EXERCISE ::
Each line below must be written out exactly as shown.

GIVEN INFORMATION ::

*** Block opens ***

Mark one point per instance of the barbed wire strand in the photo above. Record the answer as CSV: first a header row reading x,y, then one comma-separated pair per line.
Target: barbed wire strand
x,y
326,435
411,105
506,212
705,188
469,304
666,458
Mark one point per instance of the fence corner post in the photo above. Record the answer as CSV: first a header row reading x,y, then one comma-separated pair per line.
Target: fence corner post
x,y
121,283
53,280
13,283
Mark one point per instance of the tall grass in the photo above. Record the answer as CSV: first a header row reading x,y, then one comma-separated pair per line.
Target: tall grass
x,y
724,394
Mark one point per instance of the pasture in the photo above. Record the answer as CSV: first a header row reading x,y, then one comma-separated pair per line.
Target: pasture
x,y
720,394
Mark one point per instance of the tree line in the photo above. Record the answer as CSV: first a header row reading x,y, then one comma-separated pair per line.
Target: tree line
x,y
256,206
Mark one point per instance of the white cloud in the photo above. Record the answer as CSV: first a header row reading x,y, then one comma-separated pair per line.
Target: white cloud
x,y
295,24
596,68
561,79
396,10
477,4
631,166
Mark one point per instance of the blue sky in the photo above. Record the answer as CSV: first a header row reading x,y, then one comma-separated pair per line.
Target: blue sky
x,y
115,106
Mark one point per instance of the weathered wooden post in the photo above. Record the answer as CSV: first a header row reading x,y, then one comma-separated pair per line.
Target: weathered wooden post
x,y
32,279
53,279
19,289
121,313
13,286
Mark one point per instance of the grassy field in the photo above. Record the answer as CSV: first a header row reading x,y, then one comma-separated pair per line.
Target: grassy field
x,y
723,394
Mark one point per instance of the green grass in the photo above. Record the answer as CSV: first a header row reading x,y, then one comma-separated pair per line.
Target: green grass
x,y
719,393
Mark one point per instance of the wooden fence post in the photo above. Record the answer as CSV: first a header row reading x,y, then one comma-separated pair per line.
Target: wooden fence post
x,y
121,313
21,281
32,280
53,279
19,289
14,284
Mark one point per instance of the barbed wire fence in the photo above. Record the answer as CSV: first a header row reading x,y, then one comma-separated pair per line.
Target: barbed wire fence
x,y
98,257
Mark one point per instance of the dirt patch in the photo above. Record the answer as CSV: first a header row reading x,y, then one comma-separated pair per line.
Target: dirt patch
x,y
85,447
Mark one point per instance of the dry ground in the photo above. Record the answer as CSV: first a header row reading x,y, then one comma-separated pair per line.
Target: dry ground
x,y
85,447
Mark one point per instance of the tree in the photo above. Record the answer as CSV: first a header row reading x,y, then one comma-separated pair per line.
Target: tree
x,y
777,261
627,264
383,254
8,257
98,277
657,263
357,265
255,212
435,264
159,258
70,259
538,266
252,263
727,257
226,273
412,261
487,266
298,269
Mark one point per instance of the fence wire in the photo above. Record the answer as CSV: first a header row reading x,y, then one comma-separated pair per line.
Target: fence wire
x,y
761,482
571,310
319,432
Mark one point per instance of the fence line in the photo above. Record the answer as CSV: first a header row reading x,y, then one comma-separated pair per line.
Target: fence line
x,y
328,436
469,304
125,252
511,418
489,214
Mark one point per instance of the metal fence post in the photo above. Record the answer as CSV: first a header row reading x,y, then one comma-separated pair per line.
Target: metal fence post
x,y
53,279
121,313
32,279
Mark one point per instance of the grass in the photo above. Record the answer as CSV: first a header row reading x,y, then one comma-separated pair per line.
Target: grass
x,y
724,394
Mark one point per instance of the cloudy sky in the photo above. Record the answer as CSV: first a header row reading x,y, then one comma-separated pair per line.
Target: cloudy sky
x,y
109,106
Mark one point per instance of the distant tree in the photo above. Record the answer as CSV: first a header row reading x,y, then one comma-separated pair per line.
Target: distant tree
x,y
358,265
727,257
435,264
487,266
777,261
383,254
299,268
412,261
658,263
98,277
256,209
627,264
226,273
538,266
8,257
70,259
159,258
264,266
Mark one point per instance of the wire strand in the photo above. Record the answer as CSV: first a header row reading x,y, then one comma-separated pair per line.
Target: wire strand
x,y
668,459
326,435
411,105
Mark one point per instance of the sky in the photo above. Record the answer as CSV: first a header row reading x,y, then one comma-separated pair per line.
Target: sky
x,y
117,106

*** Block closes ***

TASK SOLUTION ::
Mark one point per instance of the barbed wire strand in the photo above. Record the answer as CSV: first a header row reading x,y, then one comma-separated pair per line.
Target: barbed wire strand
x,y
326,435
411,105
506,212
705,188
469,304
666,458
Mark one point per instance of the fence corner post in the photo above. Record the answer as CSV: first a header row reading x,y, then one comma-separated pair per line.
Target: fence corner post
x,y
121,283
53,280
13,283
Mark one point per instance of the tall grass in the photo above. Record the answer as CSV: first a header row reading x,y, then one comma-separated pair per line.
Target: tall grass
x,y
724,394
Mark one point per instance of the pasture in the photo above. Record the answer as CSV: first a header row reading x,y, then one comma-separated pair per line.
Target: pasture
x,y
720,394
Mark one point per instance of the tree line in the photo above. Record the answer as CSV: first a header row reading x,y, then one comma-separated pair per line.
Target: tree line
x,y
256,206
Mark one point per instance of the white cloud in the photo above. Record the answer as CSV: first a header row reading x,y, then one comma-separated pair per line.
Target: white cloud
x,y
295,24
596,68
561,79
396,10
477,4
631,166
Mark one point per instance of the blue sky in the photo above. Record the answer as CSV: first a header row reading x,y, then one comma-separated pair per line.
Target: blue sky
x,y
115,106
Mark one point per instance of the weathered wooden post in the photo above. Record the answer as CSV: first a header row reading x,y, then one comma-separated pair per line.
Target: weathered wooden post
x,y
32,279
53,279
19,289
121,313
13,286
Mark one point per instance of the grassy field in the photo above. Record the answer as CSV: first a header row reading x,y, then one comma-separated pair per line.
Target: grassy field
x,y
723,394
Mark one point per instance of the green grass in the photo above. Record the answer as CSV: first a header row reading x,y, then one comma-separated pair per line.
Target: green grass
x,y
719,393
Mark one point per instance of the wooden fence post in the photo above. Record the answer as CSV: first a header row reading x,y, then one comma-separated pair per line.
Target: wooden fence post
x,y
121,313
21,281
32,280
53,279
19,289
14,284
Mark one point per instance of the barbed wire fence in the photo above. Record the answer as CSV: first a header row reading x,y, then one comma-separated pair per line.
Target: barbed wire fence
x,y
98,257
Mark one point per instance of the dirt patch in the photo above. Record the answer as CSV: first a header row reading x,y, then one comma-separated pair per line.
Target: dirt patch
x,y
85,447
Mark one point per instance of the dry ground in the photo above. Record the answer as CSV: first a header row reading x,y, then one comma-separated pair per line.
Target: dry ground
x,y
85,447
Mark one point per instance of the tree in the photo above. Record the answer as CSV: first a header row reading x,y, then one comma-separated pair per line.
Target: tree
x,y
777,261
627,264
383,254
8,257
98,277
657,263
357,265
255,212
435,264
159,258
70,259
538,266
252,263
727,257
226,273
412,261
487,266
298,269
Mark one point per instance of the fence wire in the photo above. Record the answer as CSV: first a header row reading x,y, then one comma-separated pair per line.
Target: fence wire
x,y
761,482
571,310
319,432
Mark one point per instance of the fence line in the photo above. Record the answer as CSV: first a header row reading x,y, then one comma-separated pair per line.
Target: fence line
x,y
328,436
469,304
125,252
511,418
489,214
Mark one point per instance of the metal fence post in the photo above. Record the answer as CSV: first a header row reading x,y, then one comma-separated pair per line.
Target: metal fence post
x,y
53,279
121,313
32,279
Mark one point per instance of the grass in the photo above. Record the answer as CSV: first a header row reading x,y, then one comma-separated pair per line.
Target: grass
x,y
724,394
Mark one point per instance of the cloudy sky in the photo above. Record the answer as CSV: first a header row reading x,y, then one comma-separated pair per line.
Target: cloudy sky
x,y
109,106
Mark one point per instance of the distant tree in the photo above. Record the answer as CSV: first a header row reading x,y, then one comma-separated pair per line.
Target: distant tree
x,y
358,265
727,257
435,264
487,266
777,261
383,254
299,268
412,261
658,263
98,277
256,209
627,264
226,273
538,266
8,257
70,259
159,258
264,266
Mark one point per instance of the wire strand in the photo above. Record the answer as CSV: first a header row reading x,y, then one comma-separated pair per line.
Target: wire strand
x,y
668,459
326,435
411,105
Mark one point per instance of the sky in the photo above. Record the answer as CSV: first a header row reading x,y, then one comma-separated pair per line.
Target: sky
x,y
117,106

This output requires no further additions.